Direction
Render the lines below as a numbered list, omitting any blank lines.

[Entries drawn from a collection]
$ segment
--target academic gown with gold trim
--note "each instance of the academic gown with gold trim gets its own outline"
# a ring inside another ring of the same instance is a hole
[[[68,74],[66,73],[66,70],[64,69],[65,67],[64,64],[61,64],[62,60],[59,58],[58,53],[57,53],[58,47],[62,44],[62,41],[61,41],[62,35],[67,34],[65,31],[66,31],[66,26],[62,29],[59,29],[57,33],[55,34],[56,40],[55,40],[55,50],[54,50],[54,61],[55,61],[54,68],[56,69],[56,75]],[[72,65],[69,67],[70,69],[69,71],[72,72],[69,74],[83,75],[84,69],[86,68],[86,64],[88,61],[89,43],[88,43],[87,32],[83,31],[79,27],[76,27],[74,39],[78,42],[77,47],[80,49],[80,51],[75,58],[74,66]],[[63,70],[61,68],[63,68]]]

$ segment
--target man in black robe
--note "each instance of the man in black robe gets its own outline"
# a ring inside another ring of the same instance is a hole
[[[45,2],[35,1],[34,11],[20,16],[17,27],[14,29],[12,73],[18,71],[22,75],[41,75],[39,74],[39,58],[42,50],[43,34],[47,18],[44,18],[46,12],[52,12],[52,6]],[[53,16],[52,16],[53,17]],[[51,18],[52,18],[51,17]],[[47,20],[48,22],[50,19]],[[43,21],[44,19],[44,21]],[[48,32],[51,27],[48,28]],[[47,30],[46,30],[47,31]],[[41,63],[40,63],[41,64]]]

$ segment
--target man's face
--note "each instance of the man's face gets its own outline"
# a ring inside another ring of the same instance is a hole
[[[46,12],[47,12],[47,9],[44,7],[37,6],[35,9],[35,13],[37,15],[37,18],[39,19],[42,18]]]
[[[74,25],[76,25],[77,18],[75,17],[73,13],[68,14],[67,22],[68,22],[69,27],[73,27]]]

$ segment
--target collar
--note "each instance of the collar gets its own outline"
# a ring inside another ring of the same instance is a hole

Answer for the task
1. $ segment
2. --target academic gown with gold trim
3. --note "each instance of the academic gown with gold trim gets its own outline"
4. # a ring inside another ring of the same instance is a hole
5. [[[68,74],[66,73],[66,70],[64,69],[65,67],[64,64],[61,64],[62,60],[59,58],[58,53],[57,53],[58,47],[62,44],[62,41],[61,41],[62,35],[67,34],[65,31],[66,31],[66,26],[62,29],[59,29],[57,33],[55,34],[56,40],[55,40],[55,50],[54,50],[54,61],[55,61],[54,68],[56,69],[56,75]],[[72,65],[69,67],[70,69],[69,71],[72,72],[69,74],[83,75],[84,69],[86,68],[86,64],[88,61],[89,43],[88,43],[87,32],[83,31],[79,27],[76,27],[74,39],[78,42],[77,47],[80,49],[80,51],[75,58],[74,66]],[[63,70],[61,68],[63,68]]]
6. $ segment
7. --target man in black robe
8. --note "each instance of the man in black robe gets its own outline"
9. # a ring inside another ring of the same instance is a hole
10. [[[45,2],[35,1],[34,11],[20,16],[17,27],[14,29],[12,73],[18,71],[22,75],[41,75],[39,74],[39,58],[42,50],[43,34],[47,18],[44,18],[46,12],[52,12],[52,6]],[[53,16],[52,16],[53,17]],[[51,18],[52,18],[51,17]],[[47,20],[48,22],[50,19]],[[43,21],[44,19],[44,21]],[[48,32],[51,27],[48,28]],[[47,30],[46,30],[47,31]],[[41,63],[40,63],[41,64]]]
11. $ segment
12. --target man's face
13. --note "each instance of the man's face gets its own outline"
14. # a ring inside another ring of the same instance is a hole
15. [[[46,12],[47,12],[47,9],[44,7],[37,6],[35,9],[35,13],[37,15],[37,18],[39,19],[42,18]]]
16. [[[74,25],[76,25],[77,18],[75,17],[73,13],[68,14],[67,22],[68,22],[69,27],[73,27]]]
17. $ segment
18. --target collar
19. --note "each instance of the collar gets its own outline"
20. # a ring inside another ring of the same instance is a hole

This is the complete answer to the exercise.